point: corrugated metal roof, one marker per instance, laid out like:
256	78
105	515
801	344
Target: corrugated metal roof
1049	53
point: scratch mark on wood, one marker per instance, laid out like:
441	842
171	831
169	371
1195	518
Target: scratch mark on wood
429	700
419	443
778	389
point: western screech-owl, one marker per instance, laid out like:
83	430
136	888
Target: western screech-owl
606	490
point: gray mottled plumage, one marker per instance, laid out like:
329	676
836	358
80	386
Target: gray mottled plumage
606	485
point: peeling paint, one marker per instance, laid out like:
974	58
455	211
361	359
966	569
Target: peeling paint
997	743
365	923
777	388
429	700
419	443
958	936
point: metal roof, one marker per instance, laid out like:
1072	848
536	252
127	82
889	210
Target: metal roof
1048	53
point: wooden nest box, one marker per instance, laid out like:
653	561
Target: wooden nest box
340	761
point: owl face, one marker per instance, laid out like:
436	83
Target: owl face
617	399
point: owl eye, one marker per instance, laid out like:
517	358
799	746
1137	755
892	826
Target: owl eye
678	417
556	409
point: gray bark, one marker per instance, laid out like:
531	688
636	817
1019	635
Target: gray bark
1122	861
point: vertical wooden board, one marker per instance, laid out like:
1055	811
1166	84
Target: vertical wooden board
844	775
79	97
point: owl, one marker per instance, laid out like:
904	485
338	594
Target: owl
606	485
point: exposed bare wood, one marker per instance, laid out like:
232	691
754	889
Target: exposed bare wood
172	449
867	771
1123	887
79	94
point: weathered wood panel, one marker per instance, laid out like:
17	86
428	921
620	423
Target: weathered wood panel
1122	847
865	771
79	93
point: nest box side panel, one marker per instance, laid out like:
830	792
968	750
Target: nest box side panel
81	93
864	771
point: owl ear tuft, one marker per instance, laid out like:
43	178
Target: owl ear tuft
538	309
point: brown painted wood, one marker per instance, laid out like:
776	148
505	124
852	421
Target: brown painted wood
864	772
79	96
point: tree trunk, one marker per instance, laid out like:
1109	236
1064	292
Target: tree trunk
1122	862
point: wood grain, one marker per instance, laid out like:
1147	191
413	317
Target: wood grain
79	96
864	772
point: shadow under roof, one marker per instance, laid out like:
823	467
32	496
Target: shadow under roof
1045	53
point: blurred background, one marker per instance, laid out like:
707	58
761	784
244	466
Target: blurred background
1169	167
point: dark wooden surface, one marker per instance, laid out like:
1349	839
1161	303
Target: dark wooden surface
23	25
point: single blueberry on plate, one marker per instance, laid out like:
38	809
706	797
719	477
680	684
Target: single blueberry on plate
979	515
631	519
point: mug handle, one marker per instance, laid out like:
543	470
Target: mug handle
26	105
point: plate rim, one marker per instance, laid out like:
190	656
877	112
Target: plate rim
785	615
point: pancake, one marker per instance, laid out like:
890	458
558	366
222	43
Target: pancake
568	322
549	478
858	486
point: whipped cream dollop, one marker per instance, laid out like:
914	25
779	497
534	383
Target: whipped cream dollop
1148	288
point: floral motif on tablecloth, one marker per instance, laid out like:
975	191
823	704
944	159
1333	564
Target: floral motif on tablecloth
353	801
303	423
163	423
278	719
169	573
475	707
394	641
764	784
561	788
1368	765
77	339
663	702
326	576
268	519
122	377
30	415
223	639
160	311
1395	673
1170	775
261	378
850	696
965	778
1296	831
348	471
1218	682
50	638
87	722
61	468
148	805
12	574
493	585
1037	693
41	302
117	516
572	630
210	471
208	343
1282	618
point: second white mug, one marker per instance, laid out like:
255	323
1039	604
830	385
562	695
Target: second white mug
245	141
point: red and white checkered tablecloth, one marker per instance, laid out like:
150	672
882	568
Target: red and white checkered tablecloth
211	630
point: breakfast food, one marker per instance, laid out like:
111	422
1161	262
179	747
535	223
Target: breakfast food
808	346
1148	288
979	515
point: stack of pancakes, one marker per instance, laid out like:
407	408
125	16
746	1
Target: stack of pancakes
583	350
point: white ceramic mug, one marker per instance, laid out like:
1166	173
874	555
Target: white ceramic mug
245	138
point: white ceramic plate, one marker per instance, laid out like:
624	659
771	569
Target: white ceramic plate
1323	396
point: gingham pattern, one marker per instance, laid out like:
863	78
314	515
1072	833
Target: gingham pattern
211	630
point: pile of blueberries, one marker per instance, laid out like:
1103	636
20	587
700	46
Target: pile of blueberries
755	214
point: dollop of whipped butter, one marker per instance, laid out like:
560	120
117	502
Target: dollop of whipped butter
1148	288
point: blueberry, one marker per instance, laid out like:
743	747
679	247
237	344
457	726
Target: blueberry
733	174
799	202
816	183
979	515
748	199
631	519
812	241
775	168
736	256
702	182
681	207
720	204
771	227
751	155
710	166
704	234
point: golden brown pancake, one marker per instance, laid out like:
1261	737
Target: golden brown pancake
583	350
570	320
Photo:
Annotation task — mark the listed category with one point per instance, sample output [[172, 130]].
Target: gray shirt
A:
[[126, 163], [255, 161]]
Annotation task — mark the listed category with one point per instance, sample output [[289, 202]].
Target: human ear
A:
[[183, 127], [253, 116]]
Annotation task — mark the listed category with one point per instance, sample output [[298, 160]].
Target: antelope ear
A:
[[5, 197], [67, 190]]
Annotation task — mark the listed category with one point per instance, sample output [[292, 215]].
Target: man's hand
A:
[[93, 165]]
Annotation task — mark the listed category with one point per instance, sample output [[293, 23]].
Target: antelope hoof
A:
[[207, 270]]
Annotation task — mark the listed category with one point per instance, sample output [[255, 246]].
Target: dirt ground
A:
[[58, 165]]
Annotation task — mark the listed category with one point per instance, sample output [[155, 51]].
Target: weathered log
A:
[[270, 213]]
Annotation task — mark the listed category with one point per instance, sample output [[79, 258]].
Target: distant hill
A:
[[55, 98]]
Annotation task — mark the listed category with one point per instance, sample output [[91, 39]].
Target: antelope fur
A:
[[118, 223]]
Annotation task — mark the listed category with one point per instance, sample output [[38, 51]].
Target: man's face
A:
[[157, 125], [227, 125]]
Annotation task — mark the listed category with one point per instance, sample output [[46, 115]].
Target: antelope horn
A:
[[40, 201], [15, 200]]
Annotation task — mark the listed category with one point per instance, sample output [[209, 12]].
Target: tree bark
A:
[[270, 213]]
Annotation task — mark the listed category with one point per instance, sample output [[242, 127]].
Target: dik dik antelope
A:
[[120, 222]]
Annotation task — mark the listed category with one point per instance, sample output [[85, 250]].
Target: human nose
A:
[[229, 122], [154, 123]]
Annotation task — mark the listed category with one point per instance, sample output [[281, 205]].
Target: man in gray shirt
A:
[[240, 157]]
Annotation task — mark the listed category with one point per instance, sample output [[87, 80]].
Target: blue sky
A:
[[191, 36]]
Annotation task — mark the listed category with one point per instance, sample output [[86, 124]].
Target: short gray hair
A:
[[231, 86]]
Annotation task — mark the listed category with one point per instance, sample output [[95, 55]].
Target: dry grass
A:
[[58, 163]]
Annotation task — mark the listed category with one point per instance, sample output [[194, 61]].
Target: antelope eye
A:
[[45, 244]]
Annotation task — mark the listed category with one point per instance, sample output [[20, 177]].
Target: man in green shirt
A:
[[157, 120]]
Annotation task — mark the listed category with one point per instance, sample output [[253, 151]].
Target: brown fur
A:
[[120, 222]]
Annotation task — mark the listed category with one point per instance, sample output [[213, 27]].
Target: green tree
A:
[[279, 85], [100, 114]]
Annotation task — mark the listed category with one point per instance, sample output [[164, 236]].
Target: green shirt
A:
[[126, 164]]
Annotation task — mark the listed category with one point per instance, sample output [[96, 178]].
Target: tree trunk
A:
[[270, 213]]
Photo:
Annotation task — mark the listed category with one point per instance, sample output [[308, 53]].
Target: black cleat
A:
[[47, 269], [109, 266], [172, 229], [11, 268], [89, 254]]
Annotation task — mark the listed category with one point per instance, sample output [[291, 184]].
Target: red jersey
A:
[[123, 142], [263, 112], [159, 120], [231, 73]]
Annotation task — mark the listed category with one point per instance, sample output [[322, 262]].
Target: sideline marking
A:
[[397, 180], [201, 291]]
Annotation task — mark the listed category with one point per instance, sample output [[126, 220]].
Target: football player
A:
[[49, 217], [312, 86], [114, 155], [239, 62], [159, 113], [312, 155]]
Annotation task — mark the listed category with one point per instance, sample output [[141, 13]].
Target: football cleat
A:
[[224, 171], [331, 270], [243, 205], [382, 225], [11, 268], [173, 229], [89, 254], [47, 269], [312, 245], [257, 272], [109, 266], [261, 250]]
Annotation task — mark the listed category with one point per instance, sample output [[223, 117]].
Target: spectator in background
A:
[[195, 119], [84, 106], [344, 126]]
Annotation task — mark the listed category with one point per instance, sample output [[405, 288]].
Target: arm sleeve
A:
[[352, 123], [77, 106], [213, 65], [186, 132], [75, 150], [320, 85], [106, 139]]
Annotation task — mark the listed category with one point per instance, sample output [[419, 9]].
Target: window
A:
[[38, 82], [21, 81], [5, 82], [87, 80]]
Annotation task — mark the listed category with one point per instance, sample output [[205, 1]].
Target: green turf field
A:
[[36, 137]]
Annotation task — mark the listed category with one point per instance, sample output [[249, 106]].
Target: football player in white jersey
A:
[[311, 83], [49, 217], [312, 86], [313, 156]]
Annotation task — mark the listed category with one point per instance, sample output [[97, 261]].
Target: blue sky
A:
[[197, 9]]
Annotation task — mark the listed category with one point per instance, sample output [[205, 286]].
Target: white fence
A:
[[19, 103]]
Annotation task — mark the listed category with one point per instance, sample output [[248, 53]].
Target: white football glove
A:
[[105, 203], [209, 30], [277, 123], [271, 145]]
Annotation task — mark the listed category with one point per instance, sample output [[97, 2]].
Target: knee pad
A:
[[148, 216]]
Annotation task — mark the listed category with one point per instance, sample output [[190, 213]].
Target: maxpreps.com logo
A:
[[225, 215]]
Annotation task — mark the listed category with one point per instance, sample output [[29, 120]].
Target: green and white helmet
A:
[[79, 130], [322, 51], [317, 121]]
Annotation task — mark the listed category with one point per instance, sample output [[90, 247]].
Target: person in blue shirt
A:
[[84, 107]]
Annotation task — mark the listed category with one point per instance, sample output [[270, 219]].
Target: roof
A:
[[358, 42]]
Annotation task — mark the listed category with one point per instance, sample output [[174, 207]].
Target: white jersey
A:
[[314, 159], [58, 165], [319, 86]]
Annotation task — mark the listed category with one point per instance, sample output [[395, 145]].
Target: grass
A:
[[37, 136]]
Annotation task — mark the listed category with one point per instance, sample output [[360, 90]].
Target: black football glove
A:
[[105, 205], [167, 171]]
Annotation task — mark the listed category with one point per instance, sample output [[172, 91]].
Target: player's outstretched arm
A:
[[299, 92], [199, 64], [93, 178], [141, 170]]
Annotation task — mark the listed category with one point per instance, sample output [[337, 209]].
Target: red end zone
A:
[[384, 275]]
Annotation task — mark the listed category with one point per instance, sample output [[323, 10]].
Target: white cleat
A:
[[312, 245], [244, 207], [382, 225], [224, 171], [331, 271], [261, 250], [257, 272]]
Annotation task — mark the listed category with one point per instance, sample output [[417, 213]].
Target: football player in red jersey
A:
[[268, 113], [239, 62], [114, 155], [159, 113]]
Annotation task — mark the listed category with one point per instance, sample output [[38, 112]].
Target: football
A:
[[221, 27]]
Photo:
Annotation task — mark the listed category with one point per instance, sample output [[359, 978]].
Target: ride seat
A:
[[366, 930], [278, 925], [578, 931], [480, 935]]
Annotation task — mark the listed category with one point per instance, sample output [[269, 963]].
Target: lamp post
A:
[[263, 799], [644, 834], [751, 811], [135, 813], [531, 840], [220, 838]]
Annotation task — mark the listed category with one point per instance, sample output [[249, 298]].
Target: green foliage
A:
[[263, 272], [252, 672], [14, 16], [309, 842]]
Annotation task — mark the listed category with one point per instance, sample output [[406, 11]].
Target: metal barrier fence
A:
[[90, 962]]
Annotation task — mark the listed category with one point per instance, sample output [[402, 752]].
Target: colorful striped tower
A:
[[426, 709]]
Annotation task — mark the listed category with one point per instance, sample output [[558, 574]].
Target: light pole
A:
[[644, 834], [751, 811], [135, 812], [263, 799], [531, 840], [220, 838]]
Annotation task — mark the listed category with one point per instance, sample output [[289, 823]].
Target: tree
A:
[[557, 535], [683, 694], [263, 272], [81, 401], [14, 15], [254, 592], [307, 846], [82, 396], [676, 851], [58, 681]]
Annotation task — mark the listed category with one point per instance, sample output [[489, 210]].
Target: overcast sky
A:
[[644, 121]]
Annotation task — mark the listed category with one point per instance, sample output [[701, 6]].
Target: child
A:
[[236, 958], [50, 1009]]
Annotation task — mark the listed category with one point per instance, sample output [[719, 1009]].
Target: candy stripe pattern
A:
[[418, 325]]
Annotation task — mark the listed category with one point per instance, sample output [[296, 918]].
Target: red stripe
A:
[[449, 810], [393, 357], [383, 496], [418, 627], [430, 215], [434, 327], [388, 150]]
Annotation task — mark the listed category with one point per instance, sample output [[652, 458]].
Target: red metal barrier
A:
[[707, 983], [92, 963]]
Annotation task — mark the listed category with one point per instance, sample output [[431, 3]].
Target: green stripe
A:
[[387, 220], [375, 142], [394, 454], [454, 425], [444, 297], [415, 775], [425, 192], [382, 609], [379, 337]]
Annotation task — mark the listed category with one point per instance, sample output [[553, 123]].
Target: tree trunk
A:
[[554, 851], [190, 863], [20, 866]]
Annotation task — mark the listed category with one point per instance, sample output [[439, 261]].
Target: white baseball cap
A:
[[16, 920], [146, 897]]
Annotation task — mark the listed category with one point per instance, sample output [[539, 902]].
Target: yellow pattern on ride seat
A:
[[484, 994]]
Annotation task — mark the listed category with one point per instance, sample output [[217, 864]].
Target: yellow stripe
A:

++++++++++

*INSTRUCTIONS TO FOLLOW*:
Give only the number of lines in the records that include the word "glove".

*ANSWER TO THIS TASK*:
2